# coastal or inland Taipans



## Ricko (Jul 1, 2004)

Just wandering if any people on here have any taipans and any pictures of them? or if anyone breeds them? Im interested in getting them but along way down the road, but it was a hot topic of conversation the other night when a few mates and i were having a drink wanderin how many people keep them.

Cheers Rick


----------



## basketcase (Jul 1, 2004)

imo the coastals look so much better. ill snap some pics of the coastal on display at the zoo


----------



## Ricko (Jul 1, 2004)

yeah in a sense i like the coastals better but the fiercies look absolkutely awesome specially if they have a nice yellow looking belly.


----------



## Fuscus (Jul 1, 2004)

Inland Taipain
Captive
Cleveland Wildlife Park


----------



## spottedpython (Jul 1, 2004)

how about the tiger snakes or the yellow belly black or the blue belly black other name black snake


----------



## Fuscus (Jul 1, 2004)

Coastal Taipan
Captive
Australia Zoo


----------



## Ricko (Jul 1, 2004)

where talking about taipans spotted. nice pic fuscus. hey fuscus did you end up going on that trip up north.


----------



## Ricko (Jul 1, 2004)

does anyone know if peter mirtschin breeds the taipans he has or are they simply all milkers? love the coastal pic fuscus they are such good looking animals.


----------



## Fuscus (Jul 1, 2004)

One of the guys at the SA herp group breeds both species, only been bitten three times :shock: Interesting thing about inlands is that they change colors according to the season, during the winter they go dark, while in the summer they go light.


----------



## basketcase (Jul 1, 2004)

ive never seen a really bright inland.

saw one at the zoo the other day that couldve been mistaken for a black snake


----------



## Tommo (Jul 1, 2004)

i saw a pic of a inland tiapan in a book and thought it was a BHP because it had an black head due to the seasonal change


----------



## basketcase (Jul 1, 2004)

a few contrasting micro pics


----------



## Supertaipan (May 17, 2006)

Ricko said:


> Just wandering if any people on here have any taipans and any pictures of them? or if anyone breeds them? Im interested in getting them but along way down the road, but it was a hot topic of conversation the other night when a few mates and i were having a drink wanderin how many people keep them.
> 
> Cheers Rick


----------



## pugsly (May 17, 2006)

Bob Whitey has some coastals left if your really interested. Beautiful little things. Not my cup of tea though!


----------



## TrueBlue (May 17, 2006)

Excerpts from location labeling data
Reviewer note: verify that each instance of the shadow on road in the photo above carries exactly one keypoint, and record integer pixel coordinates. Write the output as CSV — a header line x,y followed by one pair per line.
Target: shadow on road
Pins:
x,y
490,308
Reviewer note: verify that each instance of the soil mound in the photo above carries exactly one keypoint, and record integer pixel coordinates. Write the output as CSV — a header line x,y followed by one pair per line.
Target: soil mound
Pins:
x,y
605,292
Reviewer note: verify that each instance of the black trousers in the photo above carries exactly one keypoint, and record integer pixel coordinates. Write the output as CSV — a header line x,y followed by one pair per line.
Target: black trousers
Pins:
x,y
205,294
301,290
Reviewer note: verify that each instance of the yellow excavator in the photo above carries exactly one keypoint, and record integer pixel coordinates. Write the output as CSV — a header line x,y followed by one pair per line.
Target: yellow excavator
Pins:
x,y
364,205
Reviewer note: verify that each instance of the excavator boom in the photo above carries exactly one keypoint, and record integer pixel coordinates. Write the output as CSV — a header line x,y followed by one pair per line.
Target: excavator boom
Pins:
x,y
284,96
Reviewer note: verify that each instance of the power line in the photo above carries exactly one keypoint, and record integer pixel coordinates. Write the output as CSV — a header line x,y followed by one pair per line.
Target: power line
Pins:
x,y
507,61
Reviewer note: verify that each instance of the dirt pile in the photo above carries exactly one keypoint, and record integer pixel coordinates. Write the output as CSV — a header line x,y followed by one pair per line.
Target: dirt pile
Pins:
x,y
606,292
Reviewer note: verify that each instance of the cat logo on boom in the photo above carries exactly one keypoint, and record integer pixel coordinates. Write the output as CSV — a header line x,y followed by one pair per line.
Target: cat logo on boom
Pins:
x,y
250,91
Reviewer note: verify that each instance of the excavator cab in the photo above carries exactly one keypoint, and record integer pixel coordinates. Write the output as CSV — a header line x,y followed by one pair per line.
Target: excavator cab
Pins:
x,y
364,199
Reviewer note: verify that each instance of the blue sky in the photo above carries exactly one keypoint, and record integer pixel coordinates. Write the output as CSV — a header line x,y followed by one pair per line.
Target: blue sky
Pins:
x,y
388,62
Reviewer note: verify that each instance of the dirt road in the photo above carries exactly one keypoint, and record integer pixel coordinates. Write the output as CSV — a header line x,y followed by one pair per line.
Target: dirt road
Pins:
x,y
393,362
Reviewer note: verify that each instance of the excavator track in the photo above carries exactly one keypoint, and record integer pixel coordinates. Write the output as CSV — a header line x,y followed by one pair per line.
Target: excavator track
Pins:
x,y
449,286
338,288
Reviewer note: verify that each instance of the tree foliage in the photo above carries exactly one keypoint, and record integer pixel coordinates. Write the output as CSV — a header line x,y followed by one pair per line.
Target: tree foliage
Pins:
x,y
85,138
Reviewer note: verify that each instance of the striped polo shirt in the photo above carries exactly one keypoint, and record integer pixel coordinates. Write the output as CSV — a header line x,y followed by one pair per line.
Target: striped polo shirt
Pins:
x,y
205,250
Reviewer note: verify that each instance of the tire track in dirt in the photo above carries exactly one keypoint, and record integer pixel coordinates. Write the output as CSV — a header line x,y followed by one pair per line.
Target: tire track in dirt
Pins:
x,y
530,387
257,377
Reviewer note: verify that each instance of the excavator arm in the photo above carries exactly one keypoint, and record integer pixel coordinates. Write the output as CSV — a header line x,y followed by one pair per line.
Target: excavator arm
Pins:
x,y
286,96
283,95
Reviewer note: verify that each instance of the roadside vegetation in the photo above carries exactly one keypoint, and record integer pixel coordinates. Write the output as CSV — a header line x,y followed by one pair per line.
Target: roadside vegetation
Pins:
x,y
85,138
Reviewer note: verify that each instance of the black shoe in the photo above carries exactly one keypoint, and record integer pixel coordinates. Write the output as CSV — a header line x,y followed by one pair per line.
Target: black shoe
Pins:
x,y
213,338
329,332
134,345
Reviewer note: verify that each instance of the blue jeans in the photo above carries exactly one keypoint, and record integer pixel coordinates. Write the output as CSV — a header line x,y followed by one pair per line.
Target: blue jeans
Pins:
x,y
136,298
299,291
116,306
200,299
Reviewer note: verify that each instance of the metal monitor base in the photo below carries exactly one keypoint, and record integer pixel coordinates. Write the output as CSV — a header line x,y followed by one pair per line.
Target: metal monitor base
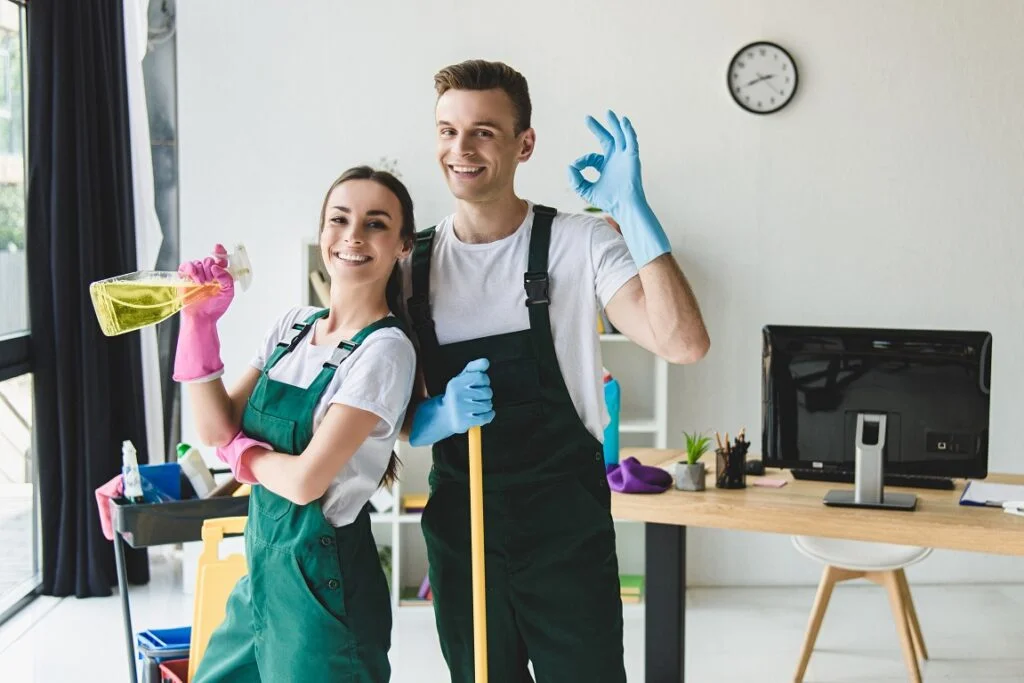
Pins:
x,y
846,499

_WHAT NEEDS TO BE DONE_
Answer these questions from the taipan thread:
1. Which place does Fuscus list alongside the captive inland taipan?
2. According to Fuscus, what happens to the color of inland taipans during winter?
3. Who does pugsly say has some coastals left?
These rows were taken from a separate source.

_COMPLETE OUTPUT_
1. Cleveland Wildlife Park
2. They go dark.
3. Bob Whitey